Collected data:
☆ ☆ ☆ ☆ ☆ ☆ ☆

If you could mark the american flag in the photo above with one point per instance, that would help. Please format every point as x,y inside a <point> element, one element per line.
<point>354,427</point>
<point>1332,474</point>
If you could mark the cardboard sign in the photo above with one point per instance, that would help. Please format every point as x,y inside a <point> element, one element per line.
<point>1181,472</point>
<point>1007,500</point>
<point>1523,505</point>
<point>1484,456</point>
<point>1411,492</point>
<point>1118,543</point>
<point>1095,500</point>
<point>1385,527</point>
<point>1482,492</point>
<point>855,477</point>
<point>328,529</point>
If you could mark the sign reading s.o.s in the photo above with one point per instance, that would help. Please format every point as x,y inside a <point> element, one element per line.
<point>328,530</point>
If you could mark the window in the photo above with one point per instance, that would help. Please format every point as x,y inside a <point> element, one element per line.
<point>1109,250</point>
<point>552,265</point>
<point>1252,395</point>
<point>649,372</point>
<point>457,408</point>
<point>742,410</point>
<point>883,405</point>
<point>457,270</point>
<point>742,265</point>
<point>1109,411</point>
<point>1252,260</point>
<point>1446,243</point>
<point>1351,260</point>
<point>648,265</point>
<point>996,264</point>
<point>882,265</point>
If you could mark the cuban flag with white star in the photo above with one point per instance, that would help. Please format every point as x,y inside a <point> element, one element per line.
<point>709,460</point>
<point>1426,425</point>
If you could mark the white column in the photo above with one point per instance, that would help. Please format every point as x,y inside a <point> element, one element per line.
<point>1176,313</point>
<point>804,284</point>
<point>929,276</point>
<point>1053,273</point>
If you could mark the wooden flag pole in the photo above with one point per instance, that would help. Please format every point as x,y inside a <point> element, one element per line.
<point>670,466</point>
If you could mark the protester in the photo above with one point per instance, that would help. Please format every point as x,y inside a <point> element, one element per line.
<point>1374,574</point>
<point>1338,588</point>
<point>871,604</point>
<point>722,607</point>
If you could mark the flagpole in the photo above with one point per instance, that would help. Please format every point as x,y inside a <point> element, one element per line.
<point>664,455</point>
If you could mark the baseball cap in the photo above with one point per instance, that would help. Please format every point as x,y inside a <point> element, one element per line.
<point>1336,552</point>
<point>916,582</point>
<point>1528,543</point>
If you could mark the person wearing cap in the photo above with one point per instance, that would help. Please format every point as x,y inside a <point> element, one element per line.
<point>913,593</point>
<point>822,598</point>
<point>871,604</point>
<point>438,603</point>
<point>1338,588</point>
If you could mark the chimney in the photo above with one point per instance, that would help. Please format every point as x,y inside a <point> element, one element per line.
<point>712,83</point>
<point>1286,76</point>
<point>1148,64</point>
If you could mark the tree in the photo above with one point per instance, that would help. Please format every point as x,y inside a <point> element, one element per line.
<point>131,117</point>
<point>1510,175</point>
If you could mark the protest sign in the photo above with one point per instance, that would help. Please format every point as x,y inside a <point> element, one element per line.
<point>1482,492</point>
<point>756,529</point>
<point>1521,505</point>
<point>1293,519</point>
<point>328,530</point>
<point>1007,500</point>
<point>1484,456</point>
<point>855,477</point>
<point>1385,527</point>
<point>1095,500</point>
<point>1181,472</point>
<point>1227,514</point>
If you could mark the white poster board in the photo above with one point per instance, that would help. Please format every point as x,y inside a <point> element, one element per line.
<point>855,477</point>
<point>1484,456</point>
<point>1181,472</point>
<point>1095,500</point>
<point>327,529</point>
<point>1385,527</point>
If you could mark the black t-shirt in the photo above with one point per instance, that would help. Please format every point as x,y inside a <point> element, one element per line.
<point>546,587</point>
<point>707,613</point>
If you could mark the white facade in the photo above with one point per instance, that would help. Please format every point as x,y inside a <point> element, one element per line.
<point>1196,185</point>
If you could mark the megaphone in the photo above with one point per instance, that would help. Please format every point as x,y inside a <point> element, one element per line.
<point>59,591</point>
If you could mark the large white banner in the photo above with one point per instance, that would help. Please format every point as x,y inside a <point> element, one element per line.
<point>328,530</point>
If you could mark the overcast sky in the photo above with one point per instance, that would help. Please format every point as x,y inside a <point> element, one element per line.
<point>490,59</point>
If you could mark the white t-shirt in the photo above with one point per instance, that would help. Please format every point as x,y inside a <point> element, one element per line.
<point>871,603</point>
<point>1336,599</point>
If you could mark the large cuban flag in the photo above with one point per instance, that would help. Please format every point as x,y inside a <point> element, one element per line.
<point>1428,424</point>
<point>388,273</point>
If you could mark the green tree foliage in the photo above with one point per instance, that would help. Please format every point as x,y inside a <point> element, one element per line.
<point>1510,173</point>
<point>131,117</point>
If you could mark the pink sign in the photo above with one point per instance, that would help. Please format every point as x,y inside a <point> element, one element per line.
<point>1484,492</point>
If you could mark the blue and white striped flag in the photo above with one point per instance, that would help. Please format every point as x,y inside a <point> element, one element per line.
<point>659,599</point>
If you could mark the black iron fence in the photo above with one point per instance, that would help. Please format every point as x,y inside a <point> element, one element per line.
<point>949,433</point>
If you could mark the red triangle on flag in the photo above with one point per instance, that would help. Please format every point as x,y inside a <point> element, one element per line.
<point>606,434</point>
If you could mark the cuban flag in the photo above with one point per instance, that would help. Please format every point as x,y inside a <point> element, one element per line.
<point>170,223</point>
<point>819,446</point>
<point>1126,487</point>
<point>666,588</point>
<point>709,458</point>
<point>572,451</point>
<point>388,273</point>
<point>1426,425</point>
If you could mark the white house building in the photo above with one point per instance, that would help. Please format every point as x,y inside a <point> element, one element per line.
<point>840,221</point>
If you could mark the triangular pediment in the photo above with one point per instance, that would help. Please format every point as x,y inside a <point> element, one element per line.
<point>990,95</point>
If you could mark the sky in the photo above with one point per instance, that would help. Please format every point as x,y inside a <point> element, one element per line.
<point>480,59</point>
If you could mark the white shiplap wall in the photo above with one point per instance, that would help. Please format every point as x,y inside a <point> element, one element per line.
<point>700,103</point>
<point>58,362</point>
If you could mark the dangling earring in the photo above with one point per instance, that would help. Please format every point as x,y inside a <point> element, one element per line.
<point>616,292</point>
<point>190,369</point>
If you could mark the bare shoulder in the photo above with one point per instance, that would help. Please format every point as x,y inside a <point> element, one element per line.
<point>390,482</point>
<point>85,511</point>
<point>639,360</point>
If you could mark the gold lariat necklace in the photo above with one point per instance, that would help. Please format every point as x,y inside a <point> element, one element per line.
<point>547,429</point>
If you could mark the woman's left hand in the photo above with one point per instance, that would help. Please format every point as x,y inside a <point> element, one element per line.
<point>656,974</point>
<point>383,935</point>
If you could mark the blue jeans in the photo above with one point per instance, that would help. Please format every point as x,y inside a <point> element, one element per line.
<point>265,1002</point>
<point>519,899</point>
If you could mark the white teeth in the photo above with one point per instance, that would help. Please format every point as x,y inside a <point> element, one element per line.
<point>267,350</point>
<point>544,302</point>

☆ ☆ ☆ ☆ ☆ ☆ ☆

:: Problem details ::
Please rewrite everything from the start of the lines down to the line containing "<point>1332,474</point>", keeping the request line unchanged. Scale each x and y coordinate in the points by 1.9 and round to whole numbers, with halves rounded up.

:: Result of this exercise ::
If you could mark the american flag in the photo above with one point per instance, that would help. Please format every point as x,y inside a <point> element, one element per line.
<point>673,811</point>
<point>2531,901</point>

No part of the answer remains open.